週刊READING LIFE vol.152

果たして世界がひっくり返ったら、ぼくたちは変われるのだろうか。 《週刊READING LIFE Vol.152 家族》


2021/12/20/公開
記事:いむはた(READING LIFE編集部ライターズ俱楽部)
 
 
「おい、てめえ、ふざけんてんのか」
 
いきなりでした。その大柄な家庭教師は、隣に座った中学生の顔面に張り手を食らわせました。相手が子供だろうと容赦はありません。ドン、大きな音を立て、中学生が机に突っ伏します。鼻血を出し動揺する中学生と、平然としている家庭教師、対照的な二人の姿でした。
 
えっ、何の話かって? これは、映画「家族ゲーム」のワンシーン。公開は1983年、その年の日本アカデミー賞を受賞し、雑誌「キネマ旬報」の1980年代日本映画ベストテンでナンバーワンにも選ばれたこの作品、ストーリーは受験コメディ。
 
主演は、家庭教師の吉本を演じる松田優作さん。三流大学の7年生、自由奔放に生きている吉本が任されたのは「勉強できない、いじめられる、でも口だけは達者」という問題中学生、沼田茂之の受験対策。ちなみに、茂之を演じるのは宮川一平太さんです。
 
映画の序盤、教科書から、読めない漢字、意味の分からない言葉をノートに書き出すように、そう吉本から指示された茂之は、数ページにわたり「夕暮れ」という文字を書き続けます。
なんだこれ、と吉本に問われた茂之の回答は「夕暮れを完ぺきにマスターしました」 その瞬間のことでした。吉本の張り手が茂之の顔面を捉えます。体罰も辞さない吉本に、それまで、なめきった態度をとっていた茂之は、渋々ながら勉強を始めるのです。
 
その後、小さな反抗を繰り返しつつも、茂之は吉本の言うとおりに勉強を続け、成績はぐんぐんアップ。吉本に喧嘩の仕方も教わって、いじめっ子も見返します。そして、第一志望の高校に合格、めでたし、めでたし、と終わるかと思いきや、衝撃的だったのが、茂之の家での合格パーティー、一言でいったら、「なんだ、これ?」

指示文 1:
映画「家族ゲーム」の文章について、次の(a)〜(c)が合っているかを「はい」か「いいえ」で答え、決め手となる文章の言葉をそのまま引用してください。(a) この映画の公開は1983年である。(b) 茂之を演じたのは松田優作さんである。(c) 吉本は一流大学の学生である。
指示文 2:
映画「家族ゲーム」の文章を、最後の文の続きから書き継いでください。

データ抜粋:
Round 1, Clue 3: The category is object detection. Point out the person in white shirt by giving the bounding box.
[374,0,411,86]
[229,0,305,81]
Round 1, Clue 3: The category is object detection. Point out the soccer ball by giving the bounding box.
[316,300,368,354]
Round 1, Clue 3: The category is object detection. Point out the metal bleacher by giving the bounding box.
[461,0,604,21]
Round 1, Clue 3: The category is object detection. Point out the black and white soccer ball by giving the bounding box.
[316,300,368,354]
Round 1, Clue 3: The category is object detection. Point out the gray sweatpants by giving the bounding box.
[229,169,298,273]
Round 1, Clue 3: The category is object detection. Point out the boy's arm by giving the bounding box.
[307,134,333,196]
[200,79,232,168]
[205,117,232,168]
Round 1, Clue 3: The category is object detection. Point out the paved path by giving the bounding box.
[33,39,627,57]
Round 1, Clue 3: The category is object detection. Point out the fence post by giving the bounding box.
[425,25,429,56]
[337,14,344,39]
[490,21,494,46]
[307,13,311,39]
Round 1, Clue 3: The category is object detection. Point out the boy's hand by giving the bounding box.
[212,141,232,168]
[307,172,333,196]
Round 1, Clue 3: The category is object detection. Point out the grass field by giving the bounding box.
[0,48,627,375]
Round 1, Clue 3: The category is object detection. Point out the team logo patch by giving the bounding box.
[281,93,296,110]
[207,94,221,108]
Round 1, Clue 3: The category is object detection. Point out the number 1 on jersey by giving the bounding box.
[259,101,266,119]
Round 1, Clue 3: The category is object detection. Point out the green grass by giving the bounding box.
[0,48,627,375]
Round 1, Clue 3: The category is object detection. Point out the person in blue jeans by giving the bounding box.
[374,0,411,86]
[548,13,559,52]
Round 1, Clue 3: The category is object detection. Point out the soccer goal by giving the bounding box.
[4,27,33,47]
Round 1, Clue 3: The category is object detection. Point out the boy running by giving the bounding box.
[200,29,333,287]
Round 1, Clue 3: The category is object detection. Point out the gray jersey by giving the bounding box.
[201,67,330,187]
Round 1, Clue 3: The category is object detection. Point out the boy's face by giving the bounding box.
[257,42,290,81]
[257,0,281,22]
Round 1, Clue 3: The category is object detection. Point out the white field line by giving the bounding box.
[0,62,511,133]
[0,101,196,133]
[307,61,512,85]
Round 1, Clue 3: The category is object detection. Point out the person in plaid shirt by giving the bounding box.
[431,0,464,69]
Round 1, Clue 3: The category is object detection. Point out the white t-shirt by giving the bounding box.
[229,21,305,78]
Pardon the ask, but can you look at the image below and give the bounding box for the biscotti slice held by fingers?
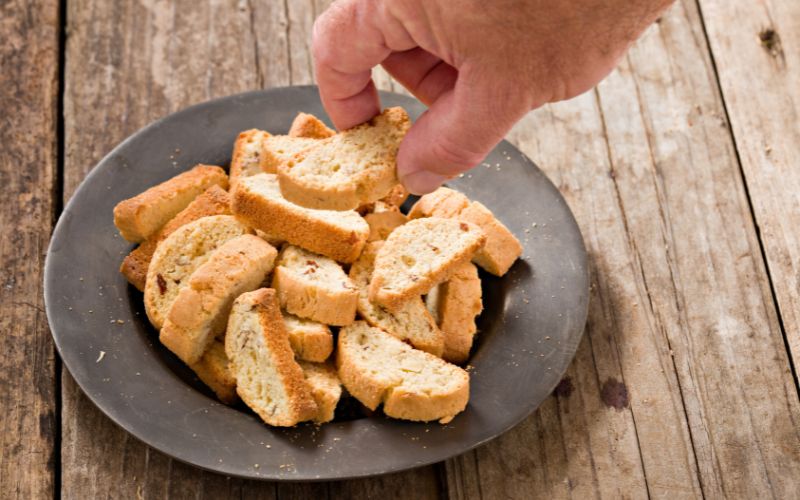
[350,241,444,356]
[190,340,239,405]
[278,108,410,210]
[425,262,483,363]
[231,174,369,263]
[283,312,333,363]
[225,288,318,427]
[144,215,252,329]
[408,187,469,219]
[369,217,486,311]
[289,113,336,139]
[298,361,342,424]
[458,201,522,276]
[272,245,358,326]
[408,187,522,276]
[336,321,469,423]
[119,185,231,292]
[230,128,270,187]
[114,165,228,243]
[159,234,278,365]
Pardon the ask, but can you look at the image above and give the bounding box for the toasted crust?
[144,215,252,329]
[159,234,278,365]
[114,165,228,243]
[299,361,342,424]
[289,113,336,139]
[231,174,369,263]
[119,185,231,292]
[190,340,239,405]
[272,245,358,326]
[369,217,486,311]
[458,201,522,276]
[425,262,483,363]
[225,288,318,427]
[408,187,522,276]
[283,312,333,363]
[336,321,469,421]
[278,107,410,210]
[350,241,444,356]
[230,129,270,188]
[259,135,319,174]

回答 1:
(a) はい。「公開は1983年」
(b) いいえ。「茂之を演じるのは宮川一平太さんです」
(c) いいえ。「三流大学の7年生」

回答 2:
家族全員と吉本が席に着き、おめでたいムードの合格パーティー。でも、すぐに始まったのは食べ物をめぐる小競り合い。誰もが自分の欲しいものを取るのに必死です。ただ、不思議なことに、だれもそれを止めようとはしません。まるで、それが普通のことのように、普通に会話が続き、普通にパーティーが続いていきます。
 
次第に激しくなっていく争い、食べ物を相手に投げつけ、マヨネーズやケチャップがテーブルにぶちまけられ、大混乱の中、吉本が立ち上がります。そして、父親の腹にパンチを食らわせ、テーブルをひっくり返し立ち去るのです。家族全員が、黙々と床を掃除する中、割れないで残ったワインの瓶を手にとり、少し満足そうな父親が印象に残りました。
 
いったい、なんなんだ、この展開、
 
ですよね。ぼくも全く同感なのですが、残念ながら、この後、疑問は解消されません。
 
その後、場面は一気にとんで、茂之の高校入学後。兄と二人、勉強部屋で昼寝しているシーン。何かあるかと思いきや、母親が「風邪ひくわよ」といった後、あくびをして、おしまいなんです。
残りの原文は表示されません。